Directions for this task: Reproduce word for word the lines from the beginning of the entries to the line with "Task: point out every instance of the pedestrian", both included, but none of the pictures.

Dataset records:
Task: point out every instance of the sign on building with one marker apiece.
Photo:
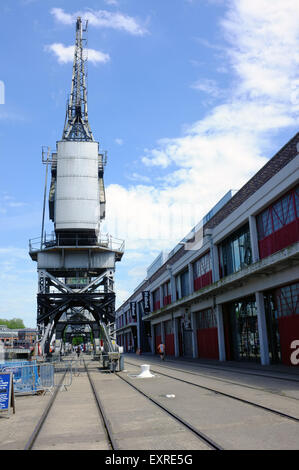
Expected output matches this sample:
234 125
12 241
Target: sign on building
133 309
146 301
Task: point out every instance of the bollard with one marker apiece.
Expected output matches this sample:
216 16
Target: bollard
145 372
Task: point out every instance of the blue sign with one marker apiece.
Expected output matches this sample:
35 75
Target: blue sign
5 390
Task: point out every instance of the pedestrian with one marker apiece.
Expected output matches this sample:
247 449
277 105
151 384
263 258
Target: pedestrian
161 349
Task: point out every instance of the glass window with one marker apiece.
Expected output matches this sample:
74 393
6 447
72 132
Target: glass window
235 251
279 214
288 300
202 266
185 283
206 319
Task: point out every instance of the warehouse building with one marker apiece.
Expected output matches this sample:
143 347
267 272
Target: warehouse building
229 290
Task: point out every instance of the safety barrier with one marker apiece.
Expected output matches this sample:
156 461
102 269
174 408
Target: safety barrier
38 377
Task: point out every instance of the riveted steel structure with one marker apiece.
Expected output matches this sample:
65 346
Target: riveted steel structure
76 263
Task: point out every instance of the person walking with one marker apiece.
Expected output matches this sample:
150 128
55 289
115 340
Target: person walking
161 349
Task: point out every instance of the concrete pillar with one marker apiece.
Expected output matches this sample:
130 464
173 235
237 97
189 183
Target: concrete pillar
262 327
176 337
254 239
152 339
138 326
161 296
162 332
173 288
194 335
191 278
220 330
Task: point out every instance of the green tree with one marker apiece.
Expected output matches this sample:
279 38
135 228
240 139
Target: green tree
13 324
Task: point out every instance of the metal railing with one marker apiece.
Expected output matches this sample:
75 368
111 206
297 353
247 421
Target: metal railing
57 240
38 377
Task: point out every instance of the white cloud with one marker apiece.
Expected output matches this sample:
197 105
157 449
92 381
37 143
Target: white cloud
207 86
223 149
65 54
102 19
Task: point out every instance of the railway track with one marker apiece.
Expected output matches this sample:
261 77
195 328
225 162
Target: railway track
107 422
227 395
104 420
203 437
231 382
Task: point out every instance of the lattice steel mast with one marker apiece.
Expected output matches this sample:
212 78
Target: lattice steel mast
76 126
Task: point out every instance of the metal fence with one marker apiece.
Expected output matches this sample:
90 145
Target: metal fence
38 377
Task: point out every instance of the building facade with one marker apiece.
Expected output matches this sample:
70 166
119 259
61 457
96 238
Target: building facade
230 289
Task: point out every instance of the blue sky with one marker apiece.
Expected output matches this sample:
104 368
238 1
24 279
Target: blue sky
189 97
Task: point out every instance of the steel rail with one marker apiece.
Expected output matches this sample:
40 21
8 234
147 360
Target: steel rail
227 395
240 371
197 374
43 418
102 413
203 437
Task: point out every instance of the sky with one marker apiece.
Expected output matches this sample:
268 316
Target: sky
189 98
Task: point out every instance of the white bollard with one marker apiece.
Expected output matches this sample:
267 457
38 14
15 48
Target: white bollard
145 372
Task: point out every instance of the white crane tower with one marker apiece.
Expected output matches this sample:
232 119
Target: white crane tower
76 263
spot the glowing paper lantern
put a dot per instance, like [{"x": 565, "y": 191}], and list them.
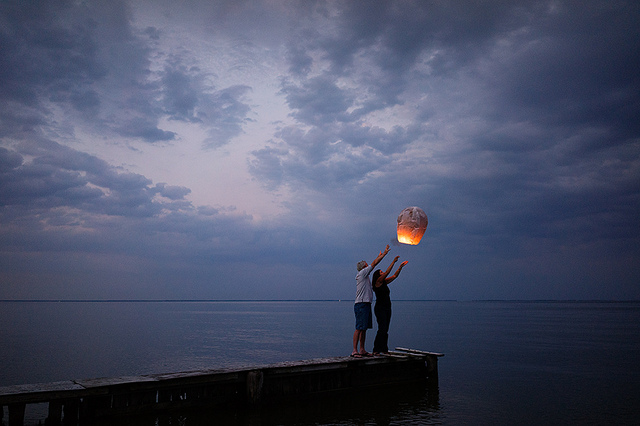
[{"x": 412, "y": 223}]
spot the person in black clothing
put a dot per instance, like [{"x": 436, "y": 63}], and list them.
[{"x": 382, "y": 309}]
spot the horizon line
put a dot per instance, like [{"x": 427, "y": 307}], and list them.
[{"x": 319, "y": 300}]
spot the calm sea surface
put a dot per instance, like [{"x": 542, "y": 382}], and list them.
[{"x": 505, "y": 363}]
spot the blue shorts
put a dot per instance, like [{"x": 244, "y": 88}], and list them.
[{"x": 363, "y": 315}]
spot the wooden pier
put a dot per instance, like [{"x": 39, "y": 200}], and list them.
[{"x": 77, "y": 402}]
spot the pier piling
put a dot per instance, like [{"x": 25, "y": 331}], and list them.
[{"x": 74, "y": 402}]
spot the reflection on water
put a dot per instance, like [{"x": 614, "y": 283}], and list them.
[{"x": 407, "y": 404}]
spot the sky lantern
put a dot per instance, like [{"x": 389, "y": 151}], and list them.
[{"x": 412, "y": 223}]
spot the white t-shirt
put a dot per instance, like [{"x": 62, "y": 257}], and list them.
[{"x": 364, "y": 292}]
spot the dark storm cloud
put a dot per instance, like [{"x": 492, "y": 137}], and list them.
[
  {"x": 87, "y": 60},
  {"x": 513, "y": 124}
]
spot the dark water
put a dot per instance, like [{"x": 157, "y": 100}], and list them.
[{"x": 505, "y": 363}]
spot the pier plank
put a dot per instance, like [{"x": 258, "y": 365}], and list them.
[{"x": 124, "y": 395}]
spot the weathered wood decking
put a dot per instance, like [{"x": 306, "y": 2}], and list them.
[{"x": 79, "y": 401}]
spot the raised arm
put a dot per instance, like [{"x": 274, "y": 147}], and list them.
[
  {"x": 394, "y": 276},
  {"x": 380, "y": 257},
  {"x": 383, "y": 275}
]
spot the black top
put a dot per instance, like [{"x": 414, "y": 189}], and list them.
[{"x": 382, "y": 294}]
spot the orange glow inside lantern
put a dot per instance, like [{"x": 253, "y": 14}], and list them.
[{"x": 412, "y": 223}]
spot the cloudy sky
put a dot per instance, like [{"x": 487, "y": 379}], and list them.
[{"x": 259, "y": 149}]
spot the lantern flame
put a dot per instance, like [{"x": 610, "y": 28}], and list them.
[{"x": 412, "y": 223}]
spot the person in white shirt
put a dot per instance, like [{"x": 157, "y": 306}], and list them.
[{"x": 362, "y": 307}]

Response area:
Task: point out every instance of the sign on building with one marker apiece.
Photo:
Expected output matches this sample:
234 125
12 241
Target: sign on building
133 309
146 301
Task: point out every instance of the bollard with one marker apiece.
Expected output matches this sample:
216 16
Target: bollard
145 372
Task: point out every instance of the blue sign with one marker apiece.
Expected output matches this sample:
35 75
Target: blue sign
5 390
Task: point out every instance of the pedestrian with one marker apiece.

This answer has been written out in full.